Reading the records below, how many lines contain "leaf"? Respond with a number and nothing else.
Top of Records
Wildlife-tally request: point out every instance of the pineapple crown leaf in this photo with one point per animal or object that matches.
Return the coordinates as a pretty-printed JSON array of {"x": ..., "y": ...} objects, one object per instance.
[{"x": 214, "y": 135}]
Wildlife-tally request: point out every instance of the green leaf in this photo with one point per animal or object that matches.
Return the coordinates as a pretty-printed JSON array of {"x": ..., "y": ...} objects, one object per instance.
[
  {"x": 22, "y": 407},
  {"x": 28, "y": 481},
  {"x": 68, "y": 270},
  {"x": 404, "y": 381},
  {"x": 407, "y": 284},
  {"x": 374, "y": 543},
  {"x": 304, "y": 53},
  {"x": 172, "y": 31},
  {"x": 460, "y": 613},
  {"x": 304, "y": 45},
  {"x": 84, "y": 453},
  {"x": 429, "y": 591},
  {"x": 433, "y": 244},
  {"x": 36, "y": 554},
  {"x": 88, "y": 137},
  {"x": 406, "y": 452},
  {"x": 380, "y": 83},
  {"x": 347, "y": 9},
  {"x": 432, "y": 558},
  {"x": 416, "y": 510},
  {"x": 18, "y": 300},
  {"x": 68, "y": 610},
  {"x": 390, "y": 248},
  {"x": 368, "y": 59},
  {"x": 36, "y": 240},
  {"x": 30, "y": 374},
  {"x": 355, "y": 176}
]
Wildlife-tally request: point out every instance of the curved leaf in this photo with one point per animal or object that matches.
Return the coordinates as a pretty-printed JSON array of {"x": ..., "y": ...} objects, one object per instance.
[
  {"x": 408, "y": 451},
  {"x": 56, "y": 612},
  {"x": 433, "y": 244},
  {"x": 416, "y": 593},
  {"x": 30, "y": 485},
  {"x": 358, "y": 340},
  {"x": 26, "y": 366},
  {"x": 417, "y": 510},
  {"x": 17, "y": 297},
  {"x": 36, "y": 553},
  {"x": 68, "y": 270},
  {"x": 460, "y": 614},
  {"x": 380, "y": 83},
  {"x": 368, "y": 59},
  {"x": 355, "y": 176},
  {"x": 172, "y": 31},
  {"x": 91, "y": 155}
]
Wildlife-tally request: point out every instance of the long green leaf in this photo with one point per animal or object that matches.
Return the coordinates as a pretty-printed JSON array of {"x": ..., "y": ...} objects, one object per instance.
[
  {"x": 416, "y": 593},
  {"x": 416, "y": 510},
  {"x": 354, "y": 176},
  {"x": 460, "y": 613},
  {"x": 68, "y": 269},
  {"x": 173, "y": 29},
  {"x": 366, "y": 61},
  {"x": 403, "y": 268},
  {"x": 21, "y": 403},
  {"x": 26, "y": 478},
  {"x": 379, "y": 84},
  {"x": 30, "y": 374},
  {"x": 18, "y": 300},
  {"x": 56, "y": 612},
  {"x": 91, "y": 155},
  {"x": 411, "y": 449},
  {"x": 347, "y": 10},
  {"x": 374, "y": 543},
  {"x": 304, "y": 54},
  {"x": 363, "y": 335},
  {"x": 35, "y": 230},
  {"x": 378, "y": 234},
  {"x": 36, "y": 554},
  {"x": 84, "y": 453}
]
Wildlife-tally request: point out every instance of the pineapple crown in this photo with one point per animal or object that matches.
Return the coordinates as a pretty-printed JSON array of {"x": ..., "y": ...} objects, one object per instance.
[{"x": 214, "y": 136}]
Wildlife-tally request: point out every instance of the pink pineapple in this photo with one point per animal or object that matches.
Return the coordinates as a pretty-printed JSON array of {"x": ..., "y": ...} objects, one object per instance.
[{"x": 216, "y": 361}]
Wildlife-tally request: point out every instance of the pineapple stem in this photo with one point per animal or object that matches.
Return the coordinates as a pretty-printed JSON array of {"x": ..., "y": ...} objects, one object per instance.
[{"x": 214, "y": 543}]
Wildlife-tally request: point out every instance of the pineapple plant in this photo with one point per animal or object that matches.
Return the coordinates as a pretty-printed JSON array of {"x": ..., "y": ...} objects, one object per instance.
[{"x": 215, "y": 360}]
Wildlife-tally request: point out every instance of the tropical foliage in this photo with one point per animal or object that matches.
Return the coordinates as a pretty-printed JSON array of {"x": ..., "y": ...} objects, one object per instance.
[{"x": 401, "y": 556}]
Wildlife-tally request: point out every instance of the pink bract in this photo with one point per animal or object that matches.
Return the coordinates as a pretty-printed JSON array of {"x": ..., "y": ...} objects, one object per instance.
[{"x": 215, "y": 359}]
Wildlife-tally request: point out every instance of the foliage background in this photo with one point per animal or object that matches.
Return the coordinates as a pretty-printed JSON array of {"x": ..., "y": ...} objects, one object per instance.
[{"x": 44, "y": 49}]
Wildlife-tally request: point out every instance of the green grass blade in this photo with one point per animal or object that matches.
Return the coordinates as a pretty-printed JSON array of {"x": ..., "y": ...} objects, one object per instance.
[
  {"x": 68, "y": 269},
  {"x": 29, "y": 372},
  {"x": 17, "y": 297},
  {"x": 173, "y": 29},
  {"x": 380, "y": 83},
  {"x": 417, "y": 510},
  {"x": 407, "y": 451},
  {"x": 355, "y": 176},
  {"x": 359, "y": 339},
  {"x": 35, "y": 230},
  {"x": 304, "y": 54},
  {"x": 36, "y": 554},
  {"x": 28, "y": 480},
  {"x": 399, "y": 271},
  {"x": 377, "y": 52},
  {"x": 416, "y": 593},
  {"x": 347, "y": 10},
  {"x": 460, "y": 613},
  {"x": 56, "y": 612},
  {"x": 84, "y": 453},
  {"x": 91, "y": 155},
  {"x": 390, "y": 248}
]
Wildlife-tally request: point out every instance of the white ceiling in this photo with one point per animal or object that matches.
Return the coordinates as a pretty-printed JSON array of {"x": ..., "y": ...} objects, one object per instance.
Bottom of Records
### Written solution
4